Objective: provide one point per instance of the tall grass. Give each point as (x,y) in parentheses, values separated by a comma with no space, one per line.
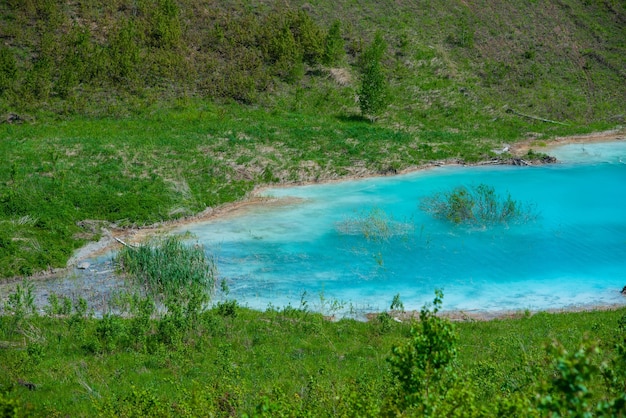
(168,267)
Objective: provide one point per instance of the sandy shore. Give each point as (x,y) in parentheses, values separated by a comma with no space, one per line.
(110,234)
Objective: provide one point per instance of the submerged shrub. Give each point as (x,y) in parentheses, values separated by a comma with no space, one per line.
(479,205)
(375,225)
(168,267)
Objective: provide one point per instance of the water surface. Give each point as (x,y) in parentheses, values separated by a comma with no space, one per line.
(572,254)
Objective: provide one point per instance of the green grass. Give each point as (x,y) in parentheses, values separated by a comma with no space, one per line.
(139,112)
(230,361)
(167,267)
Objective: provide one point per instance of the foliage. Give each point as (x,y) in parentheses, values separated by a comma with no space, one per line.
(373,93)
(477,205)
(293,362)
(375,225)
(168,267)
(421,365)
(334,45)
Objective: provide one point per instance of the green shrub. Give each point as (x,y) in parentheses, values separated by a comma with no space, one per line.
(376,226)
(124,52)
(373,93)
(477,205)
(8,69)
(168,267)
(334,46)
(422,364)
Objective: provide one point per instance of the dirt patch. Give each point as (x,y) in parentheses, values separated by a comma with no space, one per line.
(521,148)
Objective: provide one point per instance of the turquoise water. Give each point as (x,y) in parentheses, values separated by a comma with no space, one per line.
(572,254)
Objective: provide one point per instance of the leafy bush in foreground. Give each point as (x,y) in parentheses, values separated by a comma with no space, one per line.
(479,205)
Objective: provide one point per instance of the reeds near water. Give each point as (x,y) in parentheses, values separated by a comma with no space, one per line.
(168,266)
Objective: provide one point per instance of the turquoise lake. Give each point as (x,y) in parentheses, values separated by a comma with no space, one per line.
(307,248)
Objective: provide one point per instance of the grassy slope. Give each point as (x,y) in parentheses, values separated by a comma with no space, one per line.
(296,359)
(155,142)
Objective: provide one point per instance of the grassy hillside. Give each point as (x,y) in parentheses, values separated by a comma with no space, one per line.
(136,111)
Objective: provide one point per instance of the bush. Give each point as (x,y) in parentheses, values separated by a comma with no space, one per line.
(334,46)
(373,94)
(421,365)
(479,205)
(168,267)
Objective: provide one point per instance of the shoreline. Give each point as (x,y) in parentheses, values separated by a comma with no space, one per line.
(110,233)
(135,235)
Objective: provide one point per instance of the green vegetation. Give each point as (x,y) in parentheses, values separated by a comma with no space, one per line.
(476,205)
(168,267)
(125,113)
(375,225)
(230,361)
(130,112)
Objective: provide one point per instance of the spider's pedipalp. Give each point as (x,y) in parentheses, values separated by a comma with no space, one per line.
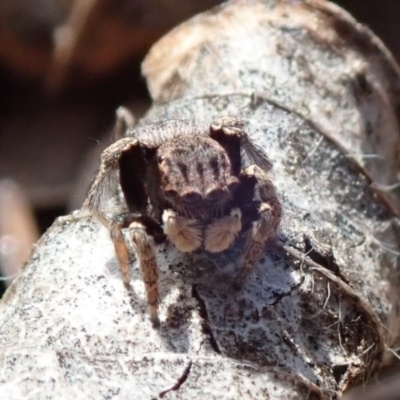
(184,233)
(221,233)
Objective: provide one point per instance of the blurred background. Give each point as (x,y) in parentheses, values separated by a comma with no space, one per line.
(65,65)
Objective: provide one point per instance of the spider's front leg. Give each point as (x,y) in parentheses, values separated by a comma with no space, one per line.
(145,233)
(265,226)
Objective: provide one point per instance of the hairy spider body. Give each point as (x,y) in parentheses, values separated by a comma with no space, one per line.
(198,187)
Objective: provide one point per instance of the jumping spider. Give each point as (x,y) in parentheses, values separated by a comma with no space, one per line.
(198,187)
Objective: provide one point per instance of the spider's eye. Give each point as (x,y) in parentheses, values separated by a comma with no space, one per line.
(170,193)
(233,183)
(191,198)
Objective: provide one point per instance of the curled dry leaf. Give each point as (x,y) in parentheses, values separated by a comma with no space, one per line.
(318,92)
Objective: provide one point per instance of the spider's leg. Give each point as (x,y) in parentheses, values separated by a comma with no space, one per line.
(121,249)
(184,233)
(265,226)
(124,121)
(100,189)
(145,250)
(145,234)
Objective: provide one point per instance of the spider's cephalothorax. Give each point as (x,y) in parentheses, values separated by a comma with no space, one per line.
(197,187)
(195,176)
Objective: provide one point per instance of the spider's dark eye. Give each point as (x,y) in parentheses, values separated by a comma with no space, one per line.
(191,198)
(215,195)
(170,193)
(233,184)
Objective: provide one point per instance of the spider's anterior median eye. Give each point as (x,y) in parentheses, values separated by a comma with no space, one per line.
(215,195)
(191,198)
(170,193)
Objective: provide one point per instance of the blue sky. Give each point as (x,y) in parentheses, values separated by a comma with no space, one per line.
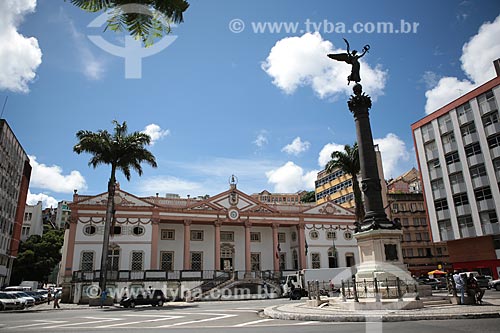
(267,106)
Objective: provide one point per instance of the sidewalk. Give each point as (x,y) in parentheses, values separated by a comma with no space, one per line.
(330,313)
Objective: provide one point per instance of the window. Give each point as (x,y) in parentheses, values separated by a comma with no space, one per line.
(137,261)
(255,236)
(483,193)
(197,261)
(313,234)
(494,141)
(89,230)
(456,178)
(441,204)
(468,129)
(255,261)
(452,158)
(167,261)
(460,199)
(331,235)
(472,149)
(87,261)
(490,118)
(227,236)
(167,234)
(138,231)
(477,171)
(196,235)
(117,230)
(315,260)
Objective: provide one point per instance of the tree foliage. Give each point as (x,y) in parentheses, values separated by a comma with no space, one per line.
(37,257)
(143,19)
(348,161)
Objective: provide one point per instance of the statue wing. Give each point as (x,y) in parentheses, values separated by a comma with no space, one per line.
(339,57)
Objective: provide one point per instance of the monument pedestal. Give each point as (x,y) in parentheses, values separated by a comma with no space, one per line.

### WHAT IS NEEDED
The answer must be an exact copy of the records, with no pictures in it.

### EXPECTED ANSWER
Objective: provide one point per instance of the tall grass. Give each point as (x,y) in parentheses, values separated by a comma with no space, one per line.
(168,267)
Objective: provide one point per instance of the sandy shore. Give each point as (x,y) in parentheses, values separated by a comma with no space, one per line.
(110,234)
Objective: provide one point per instance of the submerged shrub. Give each point as (x,y) in parentheses, values separated by a comma with no space, one per line.
(479,205)
(375,225)
(168,267)
Objective: provide one point per instance of the water surface. Give each point as (x,y) in parentheses, values separated by a comma with no space, one per line.
(572,254)
Objective: provide one point per instance of the green grass. Give each point as (x,y) in parentheses, values separated by a comma with no space, one per line.
(139,112)
(230,361)
(167,267)
Objective: provide one point per instance of the foliage. Give each point as (x,y) in parentheses, values separated by a comma with no space, one per line.
(373,93)
(477,205)
(293,362)
(375,225)
(168,267)
(421,365)
(334,45)
Objective: provide one point per instance of the green shrub. Give each point as (x,y) in parentheses, values separated by a comma with no space, one per line.
(376,226)
(124,52)
(373,93)
(477,205)
(8,69)
(168,267)
(334,46)
(422,364)
Objective: provide one point per instance of the dirt patch. Give each point as (x,y) in parentheses, values separated by a comma with no space, one per line.
(521,148)
Objective: provide one point per instance of the turquoise water. Give each point as (x,y) in parentheses, values separated by a comma with no space, one per line.
(572,254)
Objective: provide one point per instance of the leafy bush in foreground. Give each point as (x,y) in parentheses, values separated by a comma with no space, one per line.
(479,205)
Objective: provide one point per instance of the reeds near water. Give each point as (x,y) in parentheses, values separated by a comma with no space, one per line.
(168,266)
Objective: provide one point per instance of the turquoise lake. Give each point as (x,y) in parentheses, values separated by a comma with no space, one per line.
(307,248)
Objective: provide one point per instance of the grassy slope. Give each point as (x,y) in parentheses, values separated by a comma with no space, one per line.
(296,359)
(155,142)
Objective: provide one point per instance of the grassy hillside. Give each point as (x,y) in parentheses, values separated by a comma with no space, one per line.
(136,111)
Objective: provide one point per instance of the bush. Give each point as (x,y) in parentheses, values separated by a comma with no space, one per line.
(334,46)
(373,94)
(421,365)
(479,205)
(168,267)
Objective: provide one point per instance of the shoreline. Give each point as (x,y) in parentheses, values separated by a comma with no space, one per line.
(110,233)
(135,235)
Objective: provide one point per instance of the green vegetation. Give each point as (x,y) in parentheses, values separated by a comma with no space, one per line.
(476,205)
(168,267)
(125,113)
(375,225)
(230,361)
(130,112)
Objective: provide one point per instance of the spider's pedipalp. Give each point as (x,y) in parentheses, values separated by a comma with no space, one per line.
(184,233)
(221,233)
Objective: provide one point per instance of the blurred background. Give each point as (x,y) in parentheses, values separated by a comma with no space, one per line.
(65,65)
Objective: provide one point per instance of the spider's front leg. Give each point as (x,y) in parentheses, values separated by a comma with no space, one per line.
(145,233)
(265,226)
Objective: provide one point per instance of the hairy spider body. Give each point as (x,y) in parentheses, values separated by a comma with no space, one per line.
(198,187)
Objective: provide one point per instance of the jumping spider. Give each point as (x,y) in parentheses, values separated by a comma with no space, one per line.
(198,187)
Objective: provide one point per instance of the spider's eye. Give each point as (x,y) in parentheses, values separated by a comma with no space, one per line.
(170,193)
(233,183)
(191,198)
Objective: provide one point per instance of the curled dry leaf. Give each point as (x,y) in parentheses, values separated by a comma with no space, one per line.
(318,92)
Objective: provide one point per instance of the spider's leg. Give each point as (x,y) in parentheses, values separated by a comma with no space, one per line.
(121,249)
(184,233)
(265,226)
(124,121)
(100,189)
(145,250)
(145,234)
Objective: provide one point per instance of the spider's cephalothorax. Give each point as (x,y) in parentheses, values separated by a comma with no space, one per line.
(197,187)
(195,176)
Objective: provide one point per instance of the spider's dark eye. Give each point as (x,y) in parentheses, values separated by a comma with no space, one per line.
(191,198)
(215,195)
(170,193)
(233,184)
Objective: provide one point per instance of the spider's anterior median eye. Give each point as (x,y) in parentheses, values separated by a comma with no space, one per line.
(215,195)
(191,198)
(170,193)
Objective: provide one point per instance of the blue sky. Give each point as (x,y) in parentheses, values separated by a comma with no space, one per line.
(267,106)
Objective: provide one point per instance of the sidewalk. Give each point as (x,y) in parentheses, values separated by a comma with no space, one per line.
(330,313)
Objective: provide one point per instance of the window. Give each point as (x,y) in parentheses, values separated by a comma with no space, one per line.
(137,261)
(255,236)
(483,193)
(197,261)
(313,234)
(494,141)
(89,230)
(456,178)
(441,204)
(468,129)
(255,261)
(452,158)
(167,261)
(460,199)
(331,235)
(472,149)
(87,261)
(490,118)
(227,236)
(167,234)
(138,231)
(477,171)
(196,235)
(117,230)
(315,260)
Objective: provide one point per instance of the tree foliage. Give each point as (x,y) in parentheses, values separated by a comma with no space, one per line.
(37,257)
(143,19)
(348,161)
Objective: provide one point per instance of the statue wing. Give each point as (x,y) in parentheses, values separated by a comma with no space, one per line.
(339,57)
Objective: provide one point per instance of the monument pedestal. Give each point as (x,y) in parentheses, values separated by a comma with no space, one per line.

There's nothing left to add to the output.